→ TASK DIRECTIONS
Copy each of the rows below word for word, without changing anything.

→ SUPPLIED ENTRIES

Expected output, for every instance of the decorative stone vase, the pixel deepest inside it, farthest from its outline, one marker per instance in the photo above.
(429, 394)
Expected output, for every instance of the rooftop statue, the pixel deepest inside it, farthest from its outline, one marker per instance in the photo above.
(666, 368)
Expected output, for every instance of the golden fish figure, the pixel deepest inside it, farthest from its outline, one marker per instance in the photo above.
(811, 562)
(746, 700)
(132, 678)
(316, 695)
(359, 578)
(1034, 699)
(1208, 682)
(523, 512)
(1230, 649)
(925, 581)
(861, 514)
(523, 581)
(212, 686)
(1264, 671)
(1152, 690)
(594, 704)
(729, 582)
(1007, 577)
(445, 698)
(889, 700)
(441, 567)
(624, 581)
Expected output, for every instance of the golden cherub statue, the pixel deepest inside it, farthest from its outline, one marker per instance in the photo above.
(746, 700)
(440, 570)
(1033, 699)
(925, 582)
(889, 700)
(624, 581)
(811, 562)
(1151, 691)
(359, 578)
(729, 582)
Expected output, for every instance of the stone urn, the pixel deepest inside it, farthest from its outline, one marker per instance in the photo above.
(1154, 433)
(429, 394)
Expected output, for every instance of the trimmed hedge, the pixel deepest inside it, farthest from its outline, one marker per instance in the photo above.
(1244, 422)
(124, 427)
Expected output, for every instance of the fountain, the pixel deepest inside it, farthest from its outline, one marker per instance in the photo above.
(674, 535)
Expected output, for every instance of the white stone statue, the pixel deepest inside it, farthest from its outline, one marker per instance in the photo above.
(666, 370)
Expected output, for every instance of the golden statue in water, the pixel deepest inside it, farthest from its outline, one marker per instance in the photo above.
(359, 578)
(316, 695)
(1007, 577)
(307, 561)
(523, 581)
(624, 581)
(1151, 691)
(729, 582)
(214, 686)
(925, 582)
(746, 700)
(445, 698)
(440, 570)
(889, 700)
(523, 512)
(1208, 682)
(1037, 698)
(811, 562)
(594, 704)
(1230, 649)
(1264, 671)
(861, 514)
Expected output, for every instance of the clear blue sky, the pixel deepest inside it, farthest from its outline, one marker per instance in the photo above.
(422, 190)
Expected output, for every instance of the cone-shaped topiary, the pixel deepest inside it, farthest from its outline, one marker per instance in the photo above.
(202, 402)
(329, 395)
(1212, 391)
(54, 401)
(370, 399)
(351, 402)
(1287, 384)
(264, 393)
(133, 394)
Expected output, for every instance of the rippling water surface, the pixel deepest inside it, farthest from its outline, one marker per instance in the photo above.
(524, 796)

→ THE COMPLETED TASK
Expected output, for every instance of the decorative stone vase, the pixel deepest inside it, farthest from its outline, one marker per instance in the photo above.
(429, 394)
Expected output, for every instance of the rooftop statue, the pixel deepest inside it, farthest from its outline, one marker per instance in the photo above.
(666, 368)
Expected output, for every instance of the golden fish figure, the pixel deepest inside it, farthest from its outline, one marker per instance in the photo above.
(811, 562)
(746, 700)
(132, 678)
(316, 695)
(359, 578)
(1034, 699)
(1208, 682)
(523, 512)
(1230, 649)
(925, 581)
(861, 514)
(523, 581)
(212, 686)
(1264, 671)
(1152, 690)
(594, 704)
(729, 582)
(1007, 577)
(445, 698)
(889, 700)
(441, 567)
(624, 581)
Expected output, for every instance of the golden cherub statue, the pixel deepest inside it, farthest from its outline, one marker per instance in the photo above.
(746, 700)
(440, 570)
(1033, 699)
(925, 582)
(889, 700)
(624, 581)
(811, 562)
(1151, 691)
(359, 578)
(729, 582)
Expected output, for every instance of the stone urn, the pixel deepest inside it, farthest from its outline, one marker per instance in the photo above.
(1154, 433)
(429, 394)
Expected output, for every instance of the trimmed hedge, the pixel deepest inside it, farthest from its outline, one marker per instance in the photo above.
(1244, 422)
(124, 427)
Expected output, for every instance of the fountain, the pixel deepest inside it, farthest from its outline, one marker per instance in the photo above.
(674, 535)
Expected output, for every instance of the white stone statue, the pixel deepest inside it, farthest from its outline, one marker per instance in the photo above.
(666, 370)
Expected output, for every instance of the golden statue in water, the pixel deepest inside it, farthest from its outline, one marker per instance in the photo above.
(359, 578)
(316, 695)
(1007, 577)
(307, 561)
(523, 581)
(624, 581)
(1151, 691)
(729, 582)
(214, 686)
(925, 582)
(746, 700)
(445, 698)
(440, 570)
(889, 700)
(523, 512)
(1208, 682)
(1037, 698)
(811, 562)
(594, 704)
(1230, 649)
(1264, 671)
(861, 514)
Expected output, for every instance of the clear blue sky, the pixel deepest inside it, farthest from its outline, one marker per instance in the photo above.
(422, 190)
Expected output, for every instance of the cone-shaped topiary, the pixel deepest inside it, farthest from its outline, one marker per instance in the photo above.
(202, 402)
(329, 395)
(1212, 391)
(54, 401)
(370, 399)
(351, 402)
(1287, 384)
(264, 393)
(133, 394)
Expected output, for every instance of the rippling water surface, the pixel deepest inside it, farthest from its outline, one marker per instance in the photo above.
(524, 796)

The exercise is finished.